Vor Ort wurde mir die organisatorische Enthaltsamkeit ziemlich leicht gemacht. Bundesweit versprachen Anfang der 80er Jahre die Grünen einen neuen Aufbruch. Die Gründungsmitglieder dieser Partei in Minden fühlten sich aber fast alle nur dem Umwelt- und Naturschutz verpflichtet. … Selbst die damalige Friedensbewegung war kein ernsthafter Anlass für sie, die Ein-Punkt-Bewegungsbrille abzusetzen. Durch die Friedensbewegung wurden aber auch in Minden neue Kräfte mobilisiert, die sich nicht mit Fragen nach gesunder Ernährung oder so zufrieden gaben. Ich beteiligte mich zunächst im Umfeld der Grünen an dem Versuch Arbeitsgruppen aufzubauen, die sich Themen wie Krieg und Frieden, Wirtschaft, Ökologie und soziale Gerechtigkeit sowie der Auseinandersetzung mit der Politik des realsozialistischen Lagers stellen wollten (Solidarnosc-Gruppe). Langfristig waren diese Bemühungen leider nicht von Erfolg gekrönt. Auch nach meinem Eintritt in die Grüne Partei (1987) und während meiner Mitgliedschaft in der vierköpfigen Fraktion im Stadtrat (zwei Jahre von den Kommunalwahlen 1989 bis zur Mandatsaufgabe im Herbst 1991), hielt der alte Kern an seinem eindimensionalen Kurs fest. Lokalpolitisch wichtige Themen, wie Ausländer- Frauen- oder Friedenspolitik blieben ein exklusives Hobby einzelner Mitglieder. Der Umstand, dass Minden keine Universitätsstadt ist, wirkte sich ebenfalls nachteilig aus. Nachwuchs, soweit er etwas vorhatte, verabschiedete sich nach Abschluss der Schulzeit ganz schnell von der Provinz.

__Ziel der Aufgabe__: Übertragen Sie aus dem Ausgangstext über die Mindener Grünen den Satz „Der Umstand, dass Minden keine Universitätsstadt ist, wirkte sich ebenfalls nachteilig aus.“ ins Englische. Als Grundlage dient allein der Ausgangstext.

__Einträge des Datensatzes__:
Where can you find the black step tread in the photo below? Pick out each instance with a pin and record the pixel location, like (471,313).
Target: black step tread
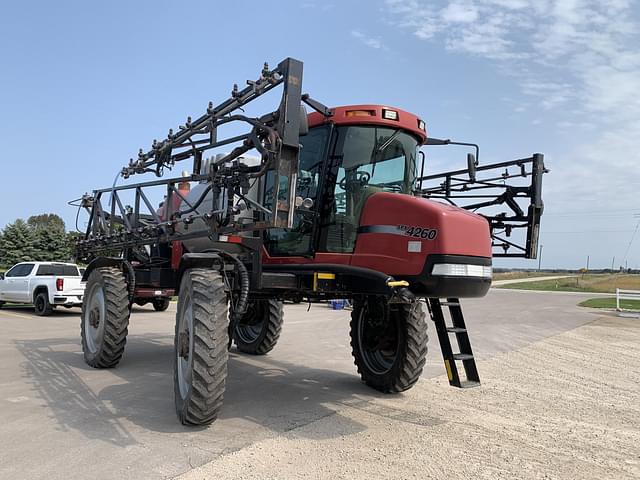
(462,356)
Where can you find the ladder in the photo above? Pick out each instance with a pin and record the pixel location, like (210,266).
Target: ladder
(457,327)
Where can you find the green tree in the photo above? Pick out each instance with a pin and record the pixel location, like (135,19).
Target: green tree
(50,238)
(16,244)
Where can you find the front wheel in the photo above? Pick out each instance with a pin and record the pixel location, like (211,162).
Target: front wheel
(105,317)
(259,329)
(41,305)
(200,345)
(389,343)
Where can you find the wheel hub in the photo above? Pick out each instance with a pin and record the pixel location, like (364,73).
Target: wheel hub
(183,345)
(94,317)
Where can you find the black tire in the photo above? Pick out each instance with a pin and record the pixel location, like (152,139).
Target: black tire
(160,304)
(389,343)
(200,347)
(259,329)
(41,304)
(105,317)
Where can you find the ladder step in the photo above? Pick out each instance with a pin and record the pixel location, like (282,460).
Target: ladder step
(456,330)
(469,384)
(462,356)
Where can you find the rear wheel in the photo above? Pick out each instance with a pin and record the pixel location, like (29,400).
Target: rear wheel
(41,304)
(160,304)
(259,329)
(389,343)
(105,318)
(200,360)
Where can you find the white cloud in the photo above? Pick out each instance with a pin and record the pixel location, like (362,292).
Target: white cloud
(572,57)
(371,42)
(459,12)
(576,60)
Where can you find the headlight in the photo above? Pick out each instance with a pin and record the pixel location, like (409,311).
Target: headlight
(462,270)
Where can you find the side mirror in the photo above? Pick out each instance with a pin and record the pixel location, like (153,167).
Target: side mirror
(304,122)
(472,163)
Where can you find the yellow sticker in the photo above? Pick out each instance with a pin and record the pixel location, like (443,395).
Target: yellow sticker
(448,367)
(326,276)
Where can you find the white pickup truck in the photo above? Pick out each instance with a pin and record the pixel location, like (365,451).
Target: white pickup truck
(43,284)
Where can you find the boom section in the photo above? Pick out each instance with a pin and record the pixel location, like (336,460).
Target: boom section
(113,224)
(508,194)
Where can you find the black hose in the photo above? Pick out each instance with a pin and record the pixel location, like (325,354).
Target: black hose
(241,307)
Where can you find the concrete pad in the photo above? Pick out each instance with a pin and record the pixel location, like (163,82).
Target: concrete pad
(63,419)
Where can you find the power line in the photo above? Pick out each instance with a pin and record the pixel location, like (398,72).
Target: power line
(631,241)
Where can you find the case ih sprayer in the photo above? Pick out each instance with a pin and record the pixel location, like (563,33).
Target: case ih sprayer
(330,205)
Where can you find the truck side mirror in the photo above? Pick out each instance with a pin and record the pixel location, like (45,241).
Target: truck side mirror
(304,122)
(472,163)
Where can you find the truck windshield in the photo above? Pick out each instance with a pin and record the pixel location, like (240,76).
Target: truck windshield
(371,159)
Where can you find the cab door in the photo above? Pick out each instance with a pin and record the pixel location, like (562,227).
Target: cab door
(299,240)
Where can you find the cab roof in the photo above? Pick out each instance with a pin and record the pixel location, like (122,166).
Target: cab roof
(381,115)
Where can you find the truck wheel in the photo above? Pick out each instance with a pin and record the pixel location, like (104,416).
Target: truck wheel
(105,318)
(259,329)
(200,360)
(41,304)
(389,343)
(160,304)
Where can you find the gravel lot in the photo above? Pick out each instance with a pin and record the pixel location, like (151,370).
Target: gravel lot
(560,399)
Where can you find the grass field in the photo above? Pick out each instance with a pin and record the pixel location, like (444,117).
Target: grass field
(582,283)
(610,302)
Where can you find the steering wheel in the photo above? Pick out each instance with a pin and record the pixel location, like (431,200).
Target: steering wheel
(362,178)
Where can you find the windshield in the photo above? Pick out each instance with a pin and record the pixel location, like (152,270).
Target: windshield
(371,160)
(379,157)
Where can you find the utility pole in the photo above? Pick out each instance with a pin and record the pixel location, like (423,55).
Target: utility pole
(540,257)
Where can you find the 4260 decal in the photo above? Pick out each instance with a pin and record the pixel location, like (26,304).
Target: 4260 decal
(419,232)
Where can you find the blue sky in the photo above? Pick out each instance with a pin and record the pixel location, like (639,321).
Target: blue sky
(83,85)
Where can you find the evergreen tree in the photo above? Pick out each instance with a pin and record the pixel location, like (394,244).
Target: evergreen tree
(16,244)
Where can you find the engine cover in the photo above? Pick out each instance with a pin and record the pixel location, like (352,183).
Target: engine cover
(443,250)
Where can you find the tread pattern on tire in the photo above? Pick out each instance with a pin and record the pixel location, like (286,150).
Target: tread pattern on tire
(116,322)
(273,310)
(412,355)
(210,355)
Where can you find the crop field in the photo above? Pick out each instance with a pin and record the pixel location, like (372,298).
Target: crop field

__Ergebnis der Aufgabe__: The fact that Minden is not a university town also had a detrimental effect.